+++ PAGE EXCERPT +++

Meet the SDV Enterprise Multi-Table Synthesizers

SDV Enterprise offers a variety of techniques for generating synthetic data. As of now, we have three different multi-table synthesizers, each of which creates fully valid synthetic data for complex schemas.

In this article, we'll walk through our approach to multi-table data, and explain how each of our synthesizers uses a fundamentally different algorithm – allowing users to choose between them based on quality and performance factors. By the end, you'll understand the differences between our synthesizers and be able to identify which one is right for your project.

What is multi-table data?: More than just a set of tables

Users often tell us that their data takes the form of multiple tables. At face value, this may not seem too challenging for synthetic data creation ("Why not create synthetic data one table at a time?"). But the reality is more complex.

At its core, multi-table data represents interconnected entities. For example, an e-commerce company might be keeping track of product lines, customer profiles, and orders. All three of these entities are connected to each other and likely to even more entities, including some that are added over time as the company's needs change.

+++

▶ [REQUIRED TASKS]:
(a) According to the article on SDV Enterprise multi-table synthesizers, how many multi-table synthesizers does SDV Enterprise currently offer?
(b) Carry on the article on SDV Enterprise multi-table synthesizers from the point where it ends.

+++ ENTRIES SUPPLIED +++

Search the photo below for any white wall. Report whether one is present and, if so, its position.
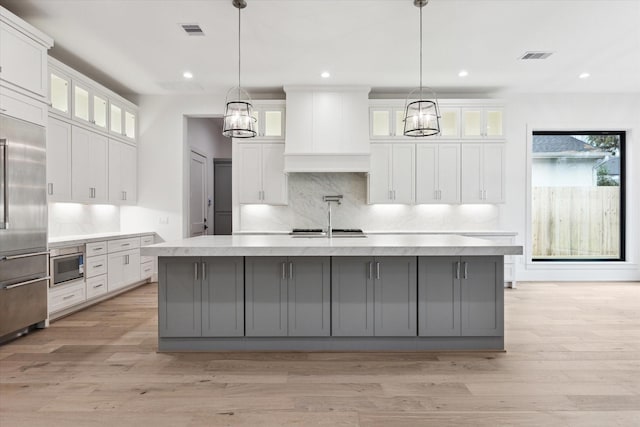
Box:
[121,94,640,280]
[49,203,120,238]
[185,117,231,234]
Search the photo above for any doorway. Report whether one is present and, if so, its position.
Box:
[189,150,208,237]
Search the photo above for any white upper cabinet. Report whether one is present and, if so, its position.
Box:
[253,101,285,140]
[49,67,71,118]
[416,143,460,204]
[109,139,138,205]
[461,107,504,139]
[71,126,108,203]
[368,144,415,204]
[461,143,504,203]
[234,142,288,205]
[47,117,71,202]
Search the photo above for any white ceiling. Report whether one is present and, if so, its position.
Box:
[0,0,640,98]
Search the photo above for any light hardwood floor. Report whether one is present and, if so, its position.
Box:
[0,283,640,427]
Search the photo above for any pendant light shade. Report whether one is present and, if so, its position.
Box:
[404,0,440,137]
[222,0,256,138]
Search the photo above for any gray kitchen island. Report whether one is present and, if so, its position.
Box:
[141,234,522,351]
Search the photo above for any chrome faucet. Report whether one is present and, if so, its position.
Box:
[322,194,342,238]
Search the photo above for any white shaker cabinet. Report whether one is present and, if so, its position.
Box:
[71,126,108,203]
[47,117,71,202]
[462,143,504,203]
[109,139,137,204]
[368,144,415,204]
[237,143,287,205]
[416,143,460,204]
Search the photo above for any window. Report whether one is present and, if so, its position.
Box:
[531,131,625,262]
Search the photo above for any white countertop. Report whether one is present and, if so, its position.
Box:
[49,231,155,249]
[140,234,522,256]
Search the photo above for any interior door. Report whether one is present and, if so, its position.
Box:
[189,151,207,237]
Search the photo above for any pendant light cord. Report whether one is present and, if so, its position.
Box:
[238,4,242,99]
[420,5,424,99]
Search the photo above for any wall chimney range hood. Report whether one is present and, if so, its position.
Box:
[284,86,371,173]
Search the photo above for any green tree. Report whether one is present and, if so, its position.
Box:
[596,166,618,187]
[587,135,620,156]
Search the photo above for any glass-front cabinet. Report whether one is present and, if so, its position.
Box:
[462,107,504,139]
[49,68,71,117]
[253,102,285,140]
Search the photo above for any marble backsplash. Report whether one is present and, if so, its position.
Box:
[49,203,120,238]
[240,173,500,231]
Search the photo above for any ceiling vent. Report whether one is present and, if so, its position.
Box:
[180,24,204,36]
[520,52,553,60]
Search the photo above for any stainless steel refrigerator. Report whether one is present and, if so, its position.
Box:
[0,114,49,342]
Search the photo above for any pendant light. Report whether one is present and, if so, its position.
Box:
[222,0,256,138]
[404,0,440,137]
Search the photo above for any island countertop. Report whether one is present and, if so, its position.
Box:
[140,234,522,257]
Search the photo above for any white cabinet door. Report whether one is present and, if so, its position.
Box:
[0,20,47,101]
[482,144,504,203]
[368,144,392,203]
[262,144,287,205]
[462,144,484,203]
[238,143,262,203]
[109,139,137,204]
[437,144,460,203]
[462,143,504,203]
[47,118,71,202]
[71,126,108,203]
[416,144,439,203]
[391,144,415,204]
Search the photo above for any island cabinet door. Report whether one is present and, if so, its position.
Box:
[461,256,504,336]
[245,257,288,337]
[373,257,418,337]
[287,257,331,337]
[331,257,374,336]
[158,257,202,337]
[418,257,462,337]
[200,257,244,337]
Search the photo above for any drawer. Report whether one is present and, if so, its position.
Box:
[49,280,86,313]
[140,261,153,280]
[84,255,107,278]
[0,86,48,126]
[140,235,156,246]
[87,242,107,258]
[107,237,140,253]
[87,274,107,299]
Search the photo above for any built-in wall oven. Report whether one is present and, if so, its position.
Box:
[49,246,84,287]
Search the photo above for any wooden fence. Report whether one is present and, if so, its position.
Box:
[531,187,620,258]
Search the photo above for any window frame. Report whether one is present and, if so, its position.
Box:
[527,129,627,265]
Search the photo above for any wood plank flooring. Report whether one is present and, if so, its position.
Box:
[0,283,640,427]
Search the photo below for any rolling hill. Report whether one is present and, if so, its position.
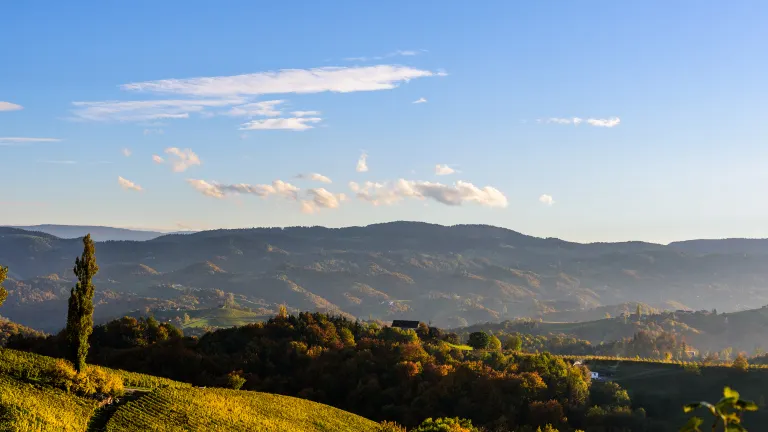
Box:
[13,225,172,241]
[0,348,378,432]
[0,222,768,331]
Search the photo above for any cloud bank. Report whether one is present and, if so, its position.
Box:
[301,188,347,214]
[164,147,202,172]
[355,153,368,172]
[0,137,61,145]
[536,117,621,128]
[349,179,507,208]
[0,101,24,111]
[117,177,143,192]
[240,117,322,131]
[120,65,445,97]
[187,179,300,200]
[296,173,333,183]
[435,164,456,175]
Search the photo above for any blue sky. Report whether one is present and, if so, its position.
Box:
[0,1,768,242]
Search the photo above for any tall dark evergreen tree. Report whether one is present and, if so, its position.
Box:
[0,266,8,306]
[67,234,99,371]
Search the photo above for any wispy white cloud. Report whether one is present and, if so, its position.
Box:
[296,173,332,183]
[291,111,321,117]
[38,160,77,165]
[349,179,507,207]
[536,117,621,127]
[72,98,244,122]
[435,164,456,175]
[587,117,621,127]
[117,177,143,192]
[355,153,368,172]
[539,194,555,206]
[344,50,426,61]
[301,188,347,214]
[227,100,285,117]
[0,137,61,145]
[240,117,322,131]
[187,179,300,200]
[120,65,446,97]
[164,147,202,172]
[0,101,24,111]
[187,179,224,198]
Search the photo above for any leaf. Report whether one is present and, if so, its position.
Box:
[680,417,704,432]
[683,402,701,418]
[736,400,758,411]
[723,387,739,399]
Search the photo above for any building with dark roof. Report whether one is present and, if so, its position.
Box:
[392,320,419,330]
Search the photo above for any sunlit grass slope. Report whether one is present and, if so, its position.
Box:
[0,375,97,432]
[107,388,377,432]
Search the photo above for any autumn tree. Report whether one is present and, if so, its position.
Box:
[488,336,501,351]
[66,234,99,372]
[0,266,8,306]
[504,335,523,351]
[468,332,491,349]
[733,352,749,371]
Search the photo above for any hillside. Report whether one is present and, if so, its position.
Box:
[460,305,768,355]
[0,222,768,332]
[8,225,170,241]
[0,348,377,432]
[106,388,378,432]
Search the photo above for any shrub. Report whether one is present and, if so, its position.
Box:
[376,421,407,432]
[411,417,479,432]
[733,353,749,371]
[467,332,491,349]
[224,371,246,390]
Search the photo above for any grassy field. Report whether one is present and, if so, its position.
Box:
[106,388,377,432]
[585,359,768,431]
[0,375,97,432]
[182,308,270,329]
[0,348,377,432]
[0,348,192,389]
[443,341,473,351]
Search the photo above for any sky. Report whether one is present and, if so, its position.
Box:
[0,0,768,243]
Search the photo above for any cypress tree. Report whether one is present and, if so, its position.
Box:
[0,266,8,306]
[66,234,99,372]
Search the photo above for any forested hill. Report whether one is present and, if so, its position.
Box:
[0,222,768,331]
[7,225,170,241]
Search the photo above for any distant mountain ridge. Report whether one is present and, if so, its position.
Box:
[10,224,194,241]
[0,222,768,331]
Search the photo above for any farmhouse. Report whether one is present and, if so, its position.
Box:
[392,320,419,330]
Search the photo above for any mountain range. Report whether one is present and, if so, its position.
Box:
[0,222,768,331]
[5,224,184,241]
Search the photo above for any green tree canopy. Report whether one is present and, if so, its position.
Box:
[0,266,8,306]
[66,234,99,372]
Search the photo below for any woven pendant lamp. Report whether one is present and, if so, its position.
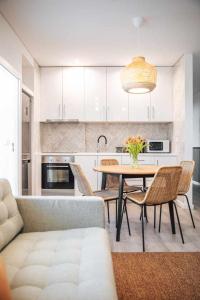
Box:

+++

▶ [EXPECTED RESPONSES]:
(a) Three.

(b)
An image that shows how different data tables are related: A Supplier can have one or more products. A product can have 0 or more orders. A customer can have 1 or more orders and 0 or more credit cards. — In this schema, products, customers, and orders are separate, connected entities: An order connects a product with a customer. Other entities may appear too; for example, a supplier may create multiple products, and a customer may have multiple credit cards on file.

In the data itself, a connection is made when different tables contain references to the same value. For example, if every order is linked to a customer, that means that every order references a customer ID — which then may appear in other tables, with more associated information.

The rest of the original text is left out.